== PROBLEM DESCRIPTION ==
Update the lines from the start of the rows through the line with "box: [19, 241, 1091, 602]" by changing "high-resolution" to "full-resolution" and keeping everything else unchanged. Return only those lines.

___ GIVEN DATA

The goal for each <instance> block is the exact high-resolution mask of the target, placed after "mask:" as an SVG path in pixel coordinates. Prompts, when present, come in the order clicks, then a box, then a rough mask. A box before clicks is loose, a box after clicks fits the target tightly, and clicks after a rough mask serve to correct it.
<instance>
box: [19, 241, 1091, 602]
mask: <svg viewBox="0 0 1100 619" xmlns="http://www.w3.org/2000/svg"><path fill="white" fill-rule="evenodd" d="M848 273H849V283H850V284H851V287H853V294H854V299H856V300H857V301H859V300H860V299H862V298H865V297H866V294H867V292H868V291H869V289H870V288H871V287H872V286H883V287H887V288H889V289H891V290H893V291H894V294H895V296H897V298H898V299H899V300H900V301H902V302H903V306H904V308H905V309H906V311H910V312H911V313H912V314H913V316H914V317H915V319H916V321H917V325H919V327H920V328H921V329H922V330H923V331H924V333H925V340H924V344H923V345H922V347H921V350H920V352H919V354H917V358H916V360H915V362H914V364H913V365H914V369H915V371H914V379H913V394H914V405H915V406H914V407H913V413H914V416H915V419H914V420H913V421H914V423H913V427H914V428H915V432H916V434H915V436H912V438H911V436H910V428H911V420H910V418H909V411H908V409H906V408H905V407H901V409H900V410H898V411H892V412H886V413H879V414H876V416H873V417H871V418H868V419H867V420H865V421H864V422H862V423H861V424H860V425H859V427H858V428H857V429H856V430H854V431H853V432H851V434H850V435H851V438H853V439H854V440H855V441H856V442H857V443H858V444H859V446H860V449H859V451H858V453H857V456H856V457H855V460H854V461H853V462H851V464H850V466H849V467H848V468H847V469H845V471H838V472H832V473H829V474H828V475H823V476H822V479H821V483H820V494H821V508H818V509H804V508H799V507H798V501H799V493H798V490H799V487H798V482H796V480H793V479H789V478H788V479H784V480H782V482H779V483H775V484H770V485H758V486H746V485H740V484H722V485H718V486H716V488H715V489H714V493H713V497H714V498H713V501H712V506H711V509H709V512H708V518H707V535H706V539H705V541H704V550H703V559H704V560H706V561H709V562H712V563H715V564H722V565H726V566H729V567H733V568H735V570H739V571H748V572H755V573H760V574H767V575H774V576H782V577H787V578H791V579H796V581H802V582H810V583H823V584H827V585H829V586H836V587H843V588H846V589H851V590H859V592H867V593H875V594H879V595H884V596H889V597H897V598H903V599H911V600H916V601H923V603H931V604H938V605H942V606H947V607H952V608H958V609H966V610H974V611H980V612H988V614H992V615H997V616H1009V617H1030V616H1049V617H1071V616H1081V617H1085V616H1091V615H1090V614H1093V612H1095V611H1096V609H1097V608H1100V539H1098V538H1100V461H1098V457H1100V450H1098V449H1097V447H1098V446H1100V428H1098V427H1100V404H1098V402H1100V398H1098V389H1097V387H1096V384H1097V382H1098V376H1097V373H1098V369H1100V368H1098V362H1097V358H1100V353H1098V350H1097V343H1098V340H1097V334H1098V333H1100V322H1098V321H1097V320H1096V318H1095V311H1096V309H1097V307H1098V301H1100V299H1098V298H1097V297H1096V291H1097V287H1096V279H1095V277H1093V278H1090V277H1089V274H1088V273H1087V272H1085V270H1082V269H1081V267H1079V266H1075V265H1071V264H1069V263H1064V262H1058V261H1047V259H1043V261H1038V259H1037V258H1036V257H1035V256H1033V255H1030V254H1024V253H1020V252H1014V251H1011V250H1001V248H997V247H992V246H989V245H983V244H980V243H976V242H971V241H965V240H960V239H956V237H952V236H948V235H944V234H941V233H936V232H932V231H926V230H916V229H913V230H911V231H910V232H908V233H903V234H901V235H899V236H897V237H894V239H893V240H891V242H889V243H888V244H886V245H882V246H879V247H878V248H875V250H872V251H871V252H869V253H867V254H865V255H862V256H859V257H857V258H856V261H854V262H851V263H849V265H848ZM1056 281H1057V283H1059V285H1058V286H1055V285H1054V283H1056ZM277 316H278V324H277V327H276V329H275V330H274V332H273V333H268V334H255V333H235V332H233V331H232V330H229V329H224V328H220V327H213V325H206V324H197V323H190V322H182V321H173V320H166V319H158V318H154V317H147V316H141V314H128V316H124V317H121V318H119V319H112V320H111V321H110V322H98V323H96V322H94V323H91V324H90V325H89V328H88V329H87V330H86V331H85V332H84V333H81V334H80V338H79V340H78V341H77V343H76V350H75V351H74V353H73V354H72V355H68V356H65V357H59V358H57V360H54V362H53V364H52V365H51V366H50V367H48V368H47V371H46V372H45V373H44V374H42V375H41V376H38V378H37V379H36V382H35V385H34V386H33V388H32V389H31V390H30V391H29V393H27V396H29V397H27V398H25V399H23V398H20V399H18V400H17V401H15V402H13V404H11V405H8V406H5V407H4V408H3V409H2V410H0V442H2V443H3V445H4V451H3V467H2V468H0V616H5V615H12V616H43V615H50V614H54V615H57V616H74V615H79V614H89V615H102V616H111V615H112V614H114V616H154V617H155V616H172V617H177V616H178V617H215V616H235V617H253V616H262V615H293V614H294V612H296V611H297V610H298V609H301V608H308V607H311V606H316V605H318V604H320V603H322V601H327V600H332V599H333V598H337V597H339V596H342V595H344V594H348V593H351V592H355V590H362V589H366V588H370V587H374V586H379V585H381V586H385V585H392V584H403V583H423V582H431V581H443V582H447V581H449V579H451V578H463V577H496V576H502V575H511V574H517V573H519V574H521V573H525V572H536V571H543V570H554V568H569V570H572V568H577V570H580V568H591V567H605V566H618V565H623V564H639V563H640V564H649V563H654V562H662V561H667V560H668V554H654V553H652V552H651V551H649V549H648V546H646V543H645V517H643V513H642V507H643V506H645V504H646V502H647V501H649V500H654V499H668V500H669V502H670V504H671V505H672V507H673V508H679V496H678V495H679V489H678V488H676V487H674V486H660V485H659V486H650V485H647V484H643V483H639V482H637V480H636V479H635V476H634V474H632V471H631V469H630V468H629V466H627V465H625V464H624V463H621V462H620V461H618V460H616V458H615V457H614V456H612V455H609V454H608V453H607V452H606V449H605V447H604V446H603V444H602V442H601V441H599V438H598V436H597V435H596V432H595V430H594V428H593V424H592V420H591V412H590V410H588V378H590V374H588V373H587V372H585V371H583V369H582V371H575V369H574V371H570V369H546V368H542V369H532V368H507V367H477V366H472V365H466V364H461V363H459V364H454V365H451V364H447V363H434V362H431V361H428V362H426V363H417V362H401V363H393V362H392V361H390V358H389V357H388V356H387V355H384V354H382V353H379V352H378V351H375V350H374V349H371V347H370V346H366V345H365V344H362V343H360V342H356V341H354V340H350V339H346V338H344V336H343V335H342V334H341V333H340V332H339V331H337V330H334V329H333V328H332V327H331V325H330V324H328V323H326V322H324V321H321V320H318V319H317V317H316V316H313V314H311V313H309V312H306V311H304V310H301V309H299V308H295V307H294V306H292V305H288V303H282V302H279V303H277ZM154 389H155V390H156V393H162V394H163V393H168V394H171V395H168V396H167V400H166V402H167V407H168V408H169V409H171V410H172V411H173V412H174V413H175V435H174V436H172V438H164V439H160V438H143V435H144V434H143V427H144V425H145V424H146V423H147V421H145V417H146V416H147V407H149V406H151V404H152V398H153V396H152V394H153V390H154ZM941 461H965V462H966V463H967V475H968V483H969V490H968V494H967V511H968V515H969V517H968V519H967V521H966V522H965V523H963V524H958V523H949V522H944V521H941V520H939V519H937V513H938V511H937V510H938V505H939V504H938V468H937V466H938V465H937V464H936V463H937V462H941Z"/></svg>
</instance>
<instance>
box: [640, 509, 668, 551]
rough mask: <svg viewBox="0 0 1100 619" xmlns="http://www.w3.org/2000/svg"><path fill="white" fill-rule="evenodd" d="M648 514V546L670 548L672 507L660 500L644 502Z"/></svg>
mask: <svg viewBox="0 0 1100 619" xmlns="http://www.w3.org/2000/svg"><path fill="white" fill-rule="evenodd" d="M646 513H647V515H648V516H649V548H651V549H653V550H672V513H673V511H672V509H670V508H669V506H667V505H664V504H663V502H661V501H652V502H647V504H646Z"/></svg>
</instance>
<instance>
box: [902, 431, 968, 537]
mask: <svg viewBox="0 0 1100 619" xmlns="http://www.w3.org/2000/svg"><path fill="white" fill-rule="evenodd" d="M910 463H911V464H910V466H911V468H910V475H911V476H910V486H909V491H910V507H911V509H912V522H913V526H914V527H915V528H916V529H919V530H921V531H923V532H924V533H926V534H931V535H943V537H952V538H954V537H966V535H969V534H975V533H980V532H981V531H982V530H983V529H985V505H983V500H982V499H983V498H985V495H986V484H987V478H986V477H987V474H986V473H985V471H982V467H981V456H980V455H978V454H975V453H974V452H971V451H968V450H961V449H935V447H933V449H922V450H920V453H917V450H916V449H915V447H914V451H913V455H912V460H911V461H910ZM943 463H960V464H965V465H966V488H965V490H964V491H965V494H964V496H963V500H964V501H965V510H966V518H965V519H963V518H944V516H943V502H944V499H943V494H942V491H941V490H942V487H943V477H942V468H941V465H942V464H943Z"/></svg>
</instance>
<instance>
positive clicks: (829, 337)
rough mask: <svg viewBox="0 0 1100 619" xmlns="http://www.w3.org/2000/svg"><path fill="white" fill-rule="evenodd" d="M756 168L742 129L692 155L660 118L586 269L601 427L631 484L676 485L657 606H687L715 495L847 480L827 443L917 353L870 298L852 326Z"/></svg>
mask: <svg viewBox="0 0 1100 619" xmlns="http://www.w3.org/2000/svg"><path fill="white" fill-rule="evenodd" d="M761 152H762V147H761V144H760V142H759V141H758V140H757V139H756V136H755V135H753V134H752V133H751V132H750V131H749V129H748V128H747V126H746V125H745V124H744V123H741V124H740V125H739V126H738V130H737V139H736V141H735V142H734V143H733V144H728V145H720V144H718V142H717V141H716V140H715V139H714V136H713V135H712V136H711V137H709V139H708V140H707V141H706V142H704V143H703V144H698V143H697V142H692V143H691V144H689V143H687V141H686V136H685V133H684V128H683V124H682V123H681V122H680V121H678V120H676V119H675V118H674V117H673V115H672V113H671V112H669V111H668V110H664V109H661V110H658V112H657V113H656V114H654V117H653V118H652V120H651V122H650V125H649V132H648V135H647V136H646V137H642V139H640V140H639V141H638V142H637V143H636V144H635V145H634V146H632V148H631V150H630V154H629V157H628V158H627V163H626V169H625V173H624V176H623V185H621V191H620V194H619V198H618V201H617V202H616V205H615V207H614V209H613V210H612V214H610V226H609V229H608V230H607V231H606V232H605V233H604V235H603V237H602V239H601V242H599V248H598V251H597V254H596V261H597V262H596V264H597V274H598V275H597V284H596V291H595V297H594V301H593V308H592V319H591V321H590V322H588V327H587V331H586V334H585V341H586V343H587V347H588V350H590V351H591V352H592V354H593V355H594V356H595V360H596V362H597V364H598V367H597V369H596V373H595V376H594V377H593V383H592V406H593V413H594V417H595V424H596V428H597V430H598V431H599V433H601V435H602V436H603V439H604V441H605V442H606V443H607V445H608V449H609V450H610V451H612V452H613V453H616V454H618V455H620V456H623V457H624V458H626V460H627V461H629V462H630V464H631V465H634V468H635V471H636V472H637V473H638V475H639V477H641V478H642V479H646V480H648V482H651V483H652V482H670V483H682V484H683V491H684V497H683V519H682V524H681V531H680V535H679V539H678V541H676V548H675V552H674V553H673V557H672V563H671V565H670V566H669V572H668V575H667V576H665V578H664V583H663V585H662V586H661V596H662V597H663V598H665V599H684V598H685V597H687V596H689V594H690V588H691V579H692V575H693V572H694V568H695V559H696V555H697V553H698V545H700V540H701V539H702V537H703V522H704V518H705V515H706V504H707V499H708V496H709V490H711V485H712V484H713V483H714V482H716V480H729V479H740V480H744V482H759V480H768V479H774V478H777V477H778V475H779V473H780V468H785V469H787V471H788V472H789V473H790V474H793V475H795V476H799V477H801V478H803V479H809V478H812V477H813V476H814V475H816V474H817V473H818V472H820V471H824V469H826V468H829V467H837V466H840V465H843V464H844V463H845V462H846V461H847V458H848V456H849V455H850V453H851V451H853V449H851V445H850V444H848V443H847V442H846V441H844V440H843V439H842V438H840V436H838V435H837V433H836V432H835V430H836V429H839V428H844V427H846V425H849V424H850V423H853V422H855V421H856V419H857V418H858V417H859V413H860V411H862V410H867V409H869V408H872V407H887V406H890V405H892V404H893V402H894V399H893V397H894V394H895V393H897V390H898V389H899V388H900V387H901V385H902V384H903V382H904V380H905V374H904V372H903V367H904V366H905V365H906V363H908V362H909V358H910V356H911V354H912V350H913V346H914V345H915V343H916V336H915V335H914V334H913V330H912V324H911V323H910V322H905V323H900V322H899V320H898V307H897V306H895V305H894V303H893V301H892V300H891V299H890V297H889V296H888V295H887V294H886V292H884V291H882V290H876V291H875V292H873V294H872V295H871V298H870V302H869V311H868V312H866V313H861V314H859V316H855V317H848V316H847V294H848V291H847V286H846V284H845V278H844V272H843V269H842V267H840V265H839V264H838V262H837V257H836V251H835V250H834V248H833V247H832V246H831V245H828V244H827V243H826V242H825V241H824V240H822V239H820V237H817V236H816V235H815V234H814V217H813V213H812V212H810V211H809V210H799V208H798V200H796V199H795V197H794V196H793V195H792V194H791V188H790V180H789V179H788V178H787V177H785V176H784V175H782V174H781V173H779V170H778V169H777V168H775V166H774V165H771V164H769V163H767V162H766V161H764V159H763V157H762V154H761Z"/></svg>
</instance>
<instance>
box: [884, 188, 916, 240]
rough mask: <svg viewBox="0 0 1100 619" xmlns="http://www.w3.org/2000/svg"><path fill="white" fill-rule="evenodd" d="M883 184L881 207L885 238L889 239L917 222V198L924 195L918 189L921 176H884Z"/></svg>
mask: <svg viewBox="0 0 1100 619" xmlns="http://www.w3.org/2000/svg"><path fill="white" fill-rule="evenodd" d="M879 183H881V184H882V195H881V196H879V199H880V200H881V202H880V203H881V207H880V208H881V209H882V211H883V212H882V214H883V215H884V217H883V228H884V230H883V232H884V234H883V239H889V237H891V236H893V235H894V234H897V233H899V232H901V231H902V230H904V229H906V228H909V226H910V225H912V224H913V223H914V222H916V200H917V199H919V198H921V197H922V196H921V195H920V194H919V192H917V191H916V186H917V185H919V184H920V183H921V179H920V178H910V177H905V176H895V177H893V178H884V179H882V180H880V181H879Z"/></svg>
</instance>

______

== EXPECTED ANSWER ==
The goal for each <instance> block is the exact full-resolution mask of the target, placed after "mask:" as an SVG path in pixel coordinates. Prompts, when present, come in the order clicks, then a box, then a rough mask. A box before clicks is loose, a box after clicks fits the target tightly, and clicks after a rough mask serve to correct it.
<instance>
box: [19, 241, 1091, 602]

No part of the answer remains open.